Data for processing START

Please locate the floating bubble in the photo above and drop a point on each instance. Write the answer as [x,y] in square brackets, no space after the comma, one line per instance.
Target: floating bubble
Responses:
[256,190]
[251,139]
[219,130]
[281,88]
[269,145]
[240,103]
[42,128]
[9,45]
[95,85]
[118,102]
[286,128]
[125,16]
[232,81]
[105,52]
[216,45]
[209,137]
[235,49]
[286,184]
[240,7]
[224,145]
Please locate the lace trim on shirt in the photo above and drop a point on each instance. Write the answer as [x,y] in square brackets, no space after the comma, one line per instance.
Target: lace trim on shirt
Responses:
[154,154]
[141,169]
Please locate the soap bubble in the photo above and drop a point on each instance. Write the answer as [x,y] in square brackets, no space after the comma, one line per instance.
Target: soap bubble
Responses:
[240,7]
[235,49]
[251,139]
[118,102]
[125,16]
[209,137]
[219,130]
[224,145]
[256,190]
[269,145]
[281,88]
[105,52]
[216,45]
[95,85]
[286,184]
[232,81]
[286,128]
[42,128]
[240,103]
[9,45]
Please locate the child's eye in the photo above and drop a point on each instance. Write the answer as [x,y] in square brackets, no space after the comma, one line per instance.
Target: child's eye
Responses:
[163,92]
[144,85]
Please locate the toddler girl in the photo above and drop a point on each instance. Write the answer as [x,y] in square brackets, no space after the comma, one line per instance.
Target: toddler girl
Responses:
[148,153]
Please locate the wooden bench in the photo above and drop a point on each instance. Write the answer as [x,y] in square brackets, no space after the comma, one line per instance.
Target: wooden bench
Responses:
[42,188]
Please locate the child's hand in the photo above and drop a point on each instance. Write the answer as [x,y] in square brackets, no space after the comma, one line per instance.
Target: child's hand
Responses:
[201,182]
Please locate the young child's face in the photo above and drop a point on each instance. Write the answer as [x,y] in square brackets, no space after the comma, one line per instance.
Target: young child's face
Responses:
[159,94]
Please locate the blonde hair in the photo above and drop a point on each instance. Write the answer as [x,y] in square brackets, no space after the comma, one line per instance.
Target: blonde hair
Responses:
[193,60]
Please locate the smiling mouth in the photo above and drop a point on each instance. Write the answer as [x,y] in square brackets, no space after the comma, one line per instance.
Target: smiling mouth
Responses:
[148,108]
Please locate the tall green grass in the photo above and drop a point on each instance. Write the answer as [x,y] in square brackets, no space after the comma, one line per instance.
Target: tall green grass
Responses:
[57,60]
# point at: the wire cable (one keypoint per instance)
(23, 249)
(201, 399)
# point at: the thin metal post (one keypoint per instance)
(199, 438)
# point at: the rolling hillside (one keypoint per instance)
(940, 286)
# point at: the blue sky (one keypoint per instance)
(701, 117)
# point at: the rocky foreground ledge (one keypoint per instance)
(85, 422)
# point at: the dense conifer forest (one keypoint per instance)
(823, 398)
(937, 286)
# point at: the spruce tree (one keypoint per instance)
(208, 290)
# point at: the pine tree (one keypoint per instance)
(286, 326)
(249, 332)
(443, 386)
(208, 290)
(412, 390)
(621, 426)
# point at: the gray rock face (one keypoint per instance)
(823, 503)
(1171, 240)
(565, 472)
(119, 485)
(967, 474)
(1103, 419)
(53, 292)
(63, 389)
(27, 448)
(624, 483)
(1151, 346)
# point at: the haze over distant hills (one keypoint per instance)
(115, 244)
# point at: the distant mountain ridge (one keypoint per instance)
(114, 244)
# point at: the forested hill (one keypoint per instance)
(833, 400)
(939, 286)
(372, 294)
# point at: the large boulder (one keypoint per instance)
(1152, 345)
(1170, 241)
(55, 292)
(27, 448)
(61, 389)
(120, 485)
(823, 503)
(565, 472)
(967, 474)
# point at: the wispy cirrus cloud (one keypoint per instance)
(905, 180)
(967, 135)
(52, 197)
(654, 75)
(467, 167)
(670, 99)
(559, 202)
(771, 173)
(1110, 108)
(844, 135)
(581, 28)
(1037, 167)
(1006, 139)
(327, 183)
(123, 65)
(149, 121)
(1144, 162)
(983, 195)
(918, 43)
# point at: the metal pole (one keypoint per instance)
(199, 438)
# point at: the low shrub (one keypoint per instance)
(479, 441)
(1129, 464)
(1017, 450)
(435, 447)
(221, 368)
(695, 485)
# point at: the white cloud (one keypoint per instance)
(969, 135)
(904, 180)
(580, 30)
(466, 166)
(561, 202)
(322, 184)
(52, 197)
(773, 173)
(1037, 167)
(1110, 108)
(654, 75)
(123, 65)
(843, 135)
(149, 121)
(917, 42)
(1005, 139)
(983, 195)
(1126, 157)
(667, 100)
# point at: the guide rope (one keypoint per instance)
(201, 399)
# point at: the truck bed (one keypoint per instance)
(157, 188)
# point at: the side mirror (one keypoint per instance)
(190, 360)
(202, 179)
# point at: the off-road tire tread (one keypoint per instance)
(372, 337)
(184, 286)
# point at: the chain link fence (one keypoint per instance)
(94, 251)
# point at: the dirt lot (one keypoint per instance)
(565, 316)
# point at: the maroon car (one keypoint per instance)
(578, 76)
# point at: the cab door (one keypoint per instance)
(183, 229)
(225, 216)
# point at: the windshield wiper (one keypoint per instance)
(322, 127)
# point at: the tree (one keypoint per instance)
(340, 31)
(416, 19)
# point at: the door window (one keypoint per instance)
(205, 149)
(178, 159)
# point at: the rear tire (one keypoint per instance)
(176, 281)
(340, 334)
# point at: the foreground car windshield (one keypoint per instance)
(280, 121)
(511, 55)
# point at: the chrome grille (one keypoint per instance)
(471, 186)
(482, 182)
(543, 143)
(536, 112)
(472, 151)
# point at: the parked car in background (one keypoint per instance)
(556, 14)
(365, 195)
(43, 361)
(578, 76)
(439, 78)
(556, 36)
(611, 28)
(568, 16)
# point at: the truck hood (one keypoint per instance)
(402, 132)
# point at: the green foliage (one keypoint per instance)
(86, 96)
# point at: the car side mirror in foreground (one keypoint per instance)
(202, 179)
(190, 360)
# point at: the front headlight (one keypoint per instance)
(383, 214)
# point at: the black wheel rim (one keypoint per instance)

Data for processing END

> **What to produce**:
Your answer should be a single number: the count of lines in these records that hold the string "smiling".

> **Your solution**:
2